#### [Work required]
What is needed is an exact copy of all the records below.

[Saved data entries]

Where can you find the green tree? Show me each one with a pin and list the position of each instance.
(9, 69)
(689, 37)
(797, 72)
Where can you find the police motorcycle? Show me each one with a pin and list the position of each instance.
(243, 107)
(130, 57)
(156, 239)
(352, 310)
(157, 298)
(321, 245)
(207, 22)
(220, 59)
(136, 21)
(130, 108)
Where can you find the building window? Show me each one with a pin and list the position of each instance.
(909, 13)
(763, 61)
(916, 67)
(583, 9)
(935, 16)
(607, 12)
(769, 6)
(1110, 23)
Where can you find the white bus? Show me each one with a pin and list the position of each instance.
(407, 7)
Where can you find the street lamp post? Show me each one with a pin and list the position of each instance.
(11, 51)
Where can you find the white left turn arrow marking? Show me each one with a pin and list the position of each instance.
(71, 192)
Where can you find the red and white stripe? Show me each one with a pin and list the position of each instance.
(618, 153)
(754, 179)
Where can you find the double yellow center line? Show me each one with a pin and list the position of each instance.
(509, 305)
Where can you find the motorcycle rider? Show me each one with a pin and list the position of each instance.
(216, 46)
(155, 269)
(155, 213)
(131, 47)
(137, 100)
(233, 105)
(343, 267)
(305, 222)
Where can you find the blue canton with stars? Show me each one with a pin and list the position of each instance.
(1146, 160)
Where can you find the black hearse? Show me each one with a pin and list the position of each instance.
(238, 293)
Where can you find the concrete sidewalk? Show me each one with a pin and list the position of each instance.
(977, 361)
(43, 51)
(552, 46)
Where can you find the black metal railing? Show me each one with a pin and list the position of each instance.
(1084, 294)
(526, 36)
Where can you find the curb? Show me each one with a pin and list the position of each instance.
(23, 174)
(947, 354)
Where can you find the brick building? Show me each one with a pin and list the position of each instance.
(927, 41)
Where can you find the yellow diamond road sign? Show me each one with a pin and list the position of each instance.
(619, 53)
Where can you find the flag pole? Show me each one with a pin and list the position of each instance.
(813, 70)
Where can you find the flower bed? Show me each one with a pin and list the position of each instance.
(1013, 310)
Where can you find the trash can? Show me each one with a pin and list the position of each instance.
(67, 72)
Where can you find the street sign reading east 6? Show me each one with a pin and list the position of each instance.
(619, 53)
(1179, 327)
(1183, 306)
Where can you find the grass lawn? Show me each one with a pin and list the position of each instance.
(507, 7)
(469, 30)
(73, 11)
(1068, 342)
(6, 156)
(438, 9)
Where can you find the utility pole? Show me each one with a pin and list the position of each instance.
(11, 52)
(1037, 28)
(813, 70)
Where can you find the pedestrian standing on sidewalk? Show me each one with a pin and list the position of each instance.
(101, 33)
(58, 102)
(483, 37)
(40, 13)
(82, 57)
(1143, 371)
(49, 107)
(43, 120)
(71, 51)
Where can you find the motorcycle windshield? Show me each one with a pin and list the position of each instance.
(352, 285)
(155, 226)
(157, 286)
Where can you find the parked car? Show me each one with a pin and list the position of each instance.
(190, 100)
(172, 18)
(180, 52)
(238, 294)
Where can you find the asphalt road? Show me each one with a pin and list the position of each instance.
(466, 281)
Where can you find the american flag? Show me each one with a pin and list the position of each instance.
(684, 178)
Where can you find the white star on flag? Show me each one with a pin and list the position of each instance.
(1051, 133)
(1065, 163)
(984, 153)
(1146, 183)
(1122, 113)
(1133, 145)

#### [Written response]
Where can you find the green tree? Show me each one with a pin and list the position of each instance.
(9, 69)
(689, 37)
(797, 72)
Where can you find the police motorcycle? Show me each one with a pin and list the position of each instance.
(243, 107)
(130, 57)
(156, 239)
(352, 310)
(157, 298)
(321, 245)
(207, 22)
(220, 59)
(136, 21)
(130, 108)
Where can you find the building window? Show me each one with a pin and list the position of each instance.
(909, 13)
(763, 61)
(916, 67)
(583, 9)
(935, 16)
(607, 12)
(769, 6)
(1110, 23)
Where can you find the white bus? Show me each one with a pin and list the position of each instance.
(407, 7)
Where can you find the street lamp post? Show me each one with a pin and list the position of each instance.
(11, 51)
Where can you find the white left turn arrow marking? Show me each one with a pin and list the position of each instance.
(71, 192)
Where can you find the red and white stripe? Show me each one with a pin and list the position of each instance.
(618, 153)
(754, 179)
Where can you find the double yellow center line? Show me each one with a pin and list the position of each instance.
(509, 305)
Where can you find the motorcycle rider? Show me each one with a pin and list the position of each instance.
(216, 46)
(155, 269)
(155, 213)
(131, 47)
(137, 100)
(233, 105)
(343, 267)
(305, 222)
Where can you find the blue canton with stars? Show me each one with a pin and list the position of each instance.
(1146, 160)
Where can you find the black hearse? Show me each one with a pin and list the position of each instance.
(238, 293)
Where can you find the concrete sidewalk? Show me each one with a pin and list the position of each instance.
(977, 361)
(43, 51)
(552, 46)
Where can you find the black metal railing? Show me each one with a pin and list the position of each instance.
(1084, 294)
(526, 36)
Where can you find the curb? Show me each one with a pin and list the position of each instance.
(23, 174)
(947, 354)
Where can you find the brick building? Show me each one with a pin and list the position of each instance.
(927, 41)
Where can you find the yellow diamond road sign? Show me each one with a pin and list the position of each instance.
(619, 53)
Where can you find the flag pole? Show me each one with a pin and list the position of each instance.
(813, 70)
Where can you find the flower bed? Show me each one with a pin and list the position of each instance.
(1013, 310)
Where can you find the trash can? Show me each one with a pin and list the position of each instance.
(67, 72)
Where can you find the street sign reading east 6? Show me each one with a pin and list the position of each instance.
(619, 53)
(1179, 327)
(1183, 306)
Where can you find the grass lawn? Show me each one with a pin and list the position of each instance.
(507, 7)
(469, 30)
(73, 11)
(1068, 342)
(6, 156)
(438, 9)
Where can you find the utility pole? Show me each one with a pin and list the position of each instance.
(11, 52)
(1037, 28)
(813, 70)
Where can you find the pedestrian standing on sidewalk? Show me each one with a pin and list the position of each instance.
(101, 33)
(58, 102)
(483, 37)
(40, 13)
(82, 57)
(1143, 371)
(49, 107)
(43, 120)
(71, 51)
Where can you find the motorcycle windshield? Show me each one with a pin and list the position of each instance.
(352, 285)
(155, 226)
(157, 286)
Where can you find the parked car? Show me each one with a pin and list the position of each instance.
(190, 100)
(172, 18)
(180, 52)
(238, 294)
Where can you find the asphalt road? Show me each one with a pin and list the position of each instance.
(466, 281)
Where can you find the american flag? Show me each one with a pin and list the position of each instance.
(684, 178)
Where can you find the white star on flag? Show me each one with a pin and list the position of each instance.
(1051, 133)
(1065, 163)
(984, 153)
(1146, 183)
(1122, 113)
(1133, 145)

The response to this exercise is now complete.